• [Stated goal]: Put the entries below, in the stretch from the start through the line containing "x=362, y=313", into a two-column CSV with the header entry_text,answer and one row per entry. Wrap each field in quotation marks and turn every line break into a space.
*-*-*
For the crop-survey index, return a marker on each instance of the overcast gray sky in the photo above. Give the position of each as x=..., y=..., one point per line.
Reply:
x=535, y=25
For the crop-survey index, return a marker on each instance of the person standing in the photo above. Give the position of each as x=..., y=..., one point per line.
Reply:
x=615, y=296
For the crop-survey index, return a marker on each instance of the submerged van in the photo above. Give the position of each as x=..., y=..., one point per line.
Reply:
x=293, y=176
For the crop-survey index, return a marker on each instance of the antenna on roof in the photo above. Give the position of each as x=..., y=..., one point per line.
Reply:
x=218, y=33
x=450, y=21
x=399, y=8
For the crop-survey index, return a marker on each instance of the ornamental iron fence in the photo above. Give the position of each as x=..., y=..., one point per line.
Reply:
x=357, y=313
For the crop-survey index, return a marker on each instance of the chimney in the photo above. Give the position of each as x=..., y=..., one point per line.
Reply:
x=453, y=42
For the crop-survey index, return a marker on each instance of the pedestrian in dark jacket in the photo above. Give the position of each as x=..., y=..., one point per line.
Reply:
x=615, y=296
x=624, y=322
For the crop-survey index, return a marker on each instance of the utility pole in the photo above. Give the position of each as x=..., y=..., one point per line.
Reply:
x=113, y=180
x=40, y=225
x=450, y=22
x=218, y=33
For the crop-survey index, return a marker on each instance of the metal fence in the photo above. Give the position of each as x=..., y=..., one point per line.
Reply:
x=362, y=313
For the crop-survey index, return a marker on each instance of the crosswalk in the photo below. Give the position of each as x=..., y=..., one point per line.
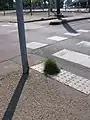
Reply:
x=67, y=54
x=68, y=78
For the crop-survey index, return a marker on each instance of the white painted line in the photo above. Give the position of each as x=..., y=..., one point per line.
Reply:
x=11, y=31
x=6, y=25
x=35, y=45
x=82, y=31
x=83, y=44
x=57, y=38
x=72, y=34
x=74, y=57
x=32, y=26
x=79, y=83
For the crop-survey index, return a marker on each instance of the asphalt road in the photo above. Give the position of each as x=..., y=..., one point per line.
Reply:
x=41, y=32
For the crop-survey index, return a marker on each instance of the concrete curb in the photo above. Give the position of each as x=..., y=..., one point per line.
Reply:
x=37, y=20
x=66, y=21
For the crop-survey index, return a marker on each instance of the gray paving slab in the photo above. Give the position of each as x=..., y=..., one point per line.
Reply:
x=32, y=59
x=8, y=66
x=44, y=98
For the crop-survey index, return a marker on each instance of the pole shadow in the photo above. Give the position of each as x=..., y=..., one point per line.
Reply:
x=69, y=28
x=15, y=98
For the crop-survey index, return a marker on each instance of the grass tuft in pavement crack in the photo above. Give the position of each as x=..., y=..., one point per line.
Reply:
x=50, y=67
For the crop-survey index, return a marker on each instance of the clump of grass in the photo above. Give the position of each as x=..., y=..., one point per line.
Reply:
x=50, y=67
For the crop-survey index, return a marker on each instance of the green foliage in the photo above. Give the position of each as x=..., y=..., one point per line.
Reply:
x=50, y=67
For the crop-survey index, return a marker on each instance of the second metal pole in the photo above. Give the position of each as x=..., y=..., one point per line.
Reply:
x=22, y=40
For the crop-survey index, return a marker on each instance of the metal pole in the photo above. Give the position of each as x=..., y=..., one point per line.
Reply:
x=4, y=7
x=58, y=7
x=21, y=31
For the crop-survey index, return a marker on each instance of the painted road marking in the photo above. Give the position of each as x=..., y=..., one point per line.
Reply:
x=35, y=45
x=57, y=38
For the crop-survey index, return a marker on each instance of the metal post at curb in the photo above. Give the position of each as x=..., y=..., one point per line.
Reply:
x=22, y=40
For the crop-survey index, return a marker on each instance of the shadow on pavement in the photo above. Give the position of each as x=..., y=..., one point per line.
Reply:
x=69, y=28
x=15, y=98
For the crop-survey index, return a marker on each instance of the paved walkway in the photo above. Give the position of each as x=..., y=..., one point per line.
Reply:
x=36, y=97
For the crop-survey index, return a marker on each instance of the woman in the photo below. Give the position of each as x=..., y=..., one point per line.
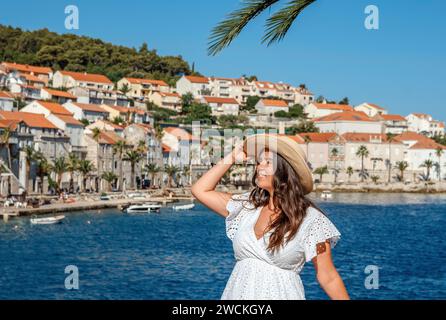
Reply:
x=275, y=229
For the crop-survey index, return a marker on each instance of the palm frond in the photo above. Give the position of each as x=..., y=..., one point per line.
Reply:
x=278, y=24
x=227, y=30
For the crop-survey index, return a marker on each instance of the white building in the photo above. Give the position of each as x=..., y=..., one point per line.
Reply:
x=348, y=121
x=69, y=79
x=269, y=107
x=167, y=100
x=222, y=106
x=142, y=88
x=89, y=112
x=6, y=101
x=425, y=124
x=393, y=123
x=198, y=86
x=316, y=110
x=371, y=109
x=420, y=148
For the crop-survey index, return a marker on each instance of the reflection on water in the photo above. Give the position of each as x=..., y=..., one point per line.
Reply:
x=186, y=255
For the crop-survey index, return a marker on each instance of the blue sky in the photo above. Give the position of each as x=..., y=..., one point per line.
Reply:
x=401, y=66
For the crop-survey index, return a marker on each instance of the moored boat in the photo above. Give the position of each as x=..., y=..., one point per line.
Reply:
x=143, y=208
x=184, y=207
x=47, y=220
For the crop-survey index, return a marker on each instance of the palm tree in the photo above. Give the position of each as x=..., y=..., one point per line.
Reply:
x=439, y=152
x=4, y=142
x=375, y=179
x=428, y=164
x=118, y=149
x=390, y=137
x=134, y=157
x=43, y=168
x=152, y=169
x=349, y=171
x=30, y=156
x=96, y=136
x=59, y=168
x=402, y=166
x=363, y=153
x=321, y=171
x=85, y=167
x=72, y=166
x=171, y=172
x=277, y=24
x=110, y=177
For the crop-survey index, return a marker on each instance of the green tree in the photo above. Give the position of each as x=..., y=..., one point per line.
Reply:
x=171, y=171
x=110, y=177
x=72, y=167
x=428, y=164
x=152, y=169
x=86, y=167
x=439, y=152
x=321, y=171
x=119, y=148
x=362, y=152
x=59, y=168
x=133, y=157
x=402, y=166
x=277, y=25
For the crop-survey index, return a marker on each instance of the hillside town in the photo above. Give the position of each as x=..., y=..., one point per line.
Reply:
x=74, y=132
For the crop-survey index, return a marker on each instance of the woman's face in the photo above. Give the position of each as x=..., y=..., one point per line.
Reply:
x=265, y=171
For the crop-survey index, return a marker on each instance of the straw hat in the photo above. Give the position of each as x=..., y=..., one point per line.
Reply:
x=289, y=149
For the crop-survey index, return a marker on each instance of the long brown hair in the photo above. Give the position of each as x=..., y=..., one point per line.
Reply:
x=290, y=203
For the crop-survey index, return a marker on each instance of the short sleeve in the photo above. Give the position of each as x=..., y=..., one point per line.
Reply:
x=235, y=208
x=319, y=229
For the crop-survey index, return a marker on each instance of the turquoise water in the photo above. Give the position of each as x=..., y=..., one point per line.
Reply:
x=186, y=255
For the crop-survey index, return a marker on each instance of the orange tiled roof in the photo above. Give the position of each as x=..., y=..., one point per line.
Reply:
x=58, y=93
x=318, y=136
x=27, y=68
x=54, y=108
x=366, y=137
x=421, y=115
x=274, y=103
x=7, y=95
x=87, y=77
x=169, y=94
x=195, y=79
x=332, y=106
x=31, y=78
x=345, y=116
x=375, y=106
x=31, y=119
x=392, y=117
x=69, y=120
x=147, y=81
x=11, y=124
x=180, y=134
x=89, y=107
x=220, y=100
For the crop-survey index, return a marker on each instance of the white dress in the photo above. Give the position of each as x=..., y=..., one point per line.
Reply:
x=260, y=275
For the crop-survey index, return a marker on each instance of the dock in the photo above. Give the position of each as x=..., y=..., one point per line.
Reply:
x=85, y=206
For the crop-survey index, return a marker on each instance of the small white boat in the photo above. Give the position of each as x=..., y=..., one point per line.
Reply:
x=47, y=220
x=143, y=208
x=184, y=207
x=326, y=195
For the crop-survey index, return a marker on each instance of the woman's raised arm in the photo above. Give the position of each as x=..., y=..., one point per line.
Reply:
x=204, y=188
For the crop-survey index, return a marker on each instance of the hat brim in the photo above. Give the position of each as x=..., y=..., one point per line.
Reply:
x=289, y=149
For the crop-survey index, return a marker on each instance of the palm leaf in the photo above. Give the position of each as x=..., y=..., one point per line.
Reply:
x=278, y=25
x=227, y=30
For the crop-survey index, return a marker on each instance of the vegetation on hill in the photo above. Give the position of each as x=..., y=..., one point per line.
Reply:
x=85, y=54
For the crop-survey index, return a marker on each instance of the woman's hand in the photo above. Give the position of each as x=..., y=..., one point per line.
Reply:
x=327, y=275
x=204, y=188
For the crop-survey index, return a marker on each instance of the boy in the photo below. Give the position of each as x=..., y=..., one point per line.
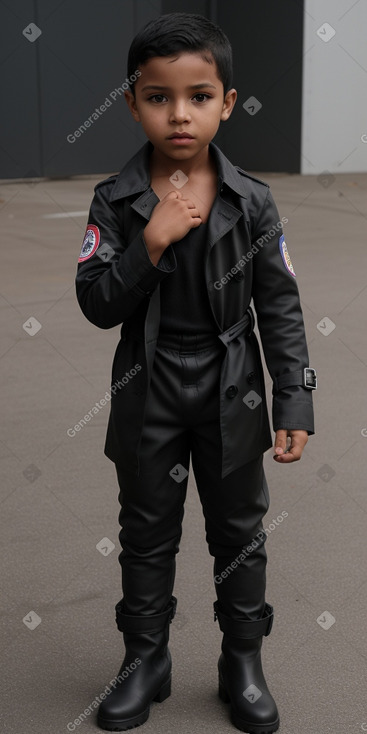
*-*-*
• [Solution below]:
entry_text,answer
"For the crop-survey index, return a marker on each instance of the overcast gray sky in the photo above. Give the position of each as x=..., y=..., one point per line. Reply:","x=535, y=25"
"For the crop-survey index, return a marker on each instance of the person standing in the photo above. Give the position of each as x=..., y=..., one point per line. Reply:","x=615, y=296"
"For the crop-survey index, return a marker on each instance of the submerged van in the photo above. Give the position of each as x=..., y=..., one point per line. Reply:","x=293, y=176"
"For the crop-survey index, return a marker on each instance of the antenna on roof in the photo above. Give the position of each as x=..., y=..., one point per line. Reply:","x=218, y=33 x=450, y=21 x=399, y=8"
"For the crop-survey index, return a marker on each instance of the ornamental iron fence in the photo above. Give the position of each as x=..., y=..., one point per line. Reply:","x=357, y=313"
"For the crop-survey index, return a marker on each instance of the chimney in the photo above. Give the position of each as x=..., y=..., one point per line. Reply:","x=453, y=42"
"For the crop-survey index, return a marker on each instance of the pedestrian in dark jacket in the photo above. Give the position of each as x=..., y=..., one point per line. Reply:","x=615, y=296 x=624, y=322"
"For the crop-survey index, return a marker on each instance of the utility pole in the photo above. Give the position of each as x=..., y=..., one point per line. Reply:","x=113, y=180 x=40, y=225 x=450, y=22 x=218, y=33"
"For the crop-survey index, return a marker on each instance of the metal fence in the photo above. Give the position of each as x=..., y=..., one point per line. Reply:","x=362, y=313"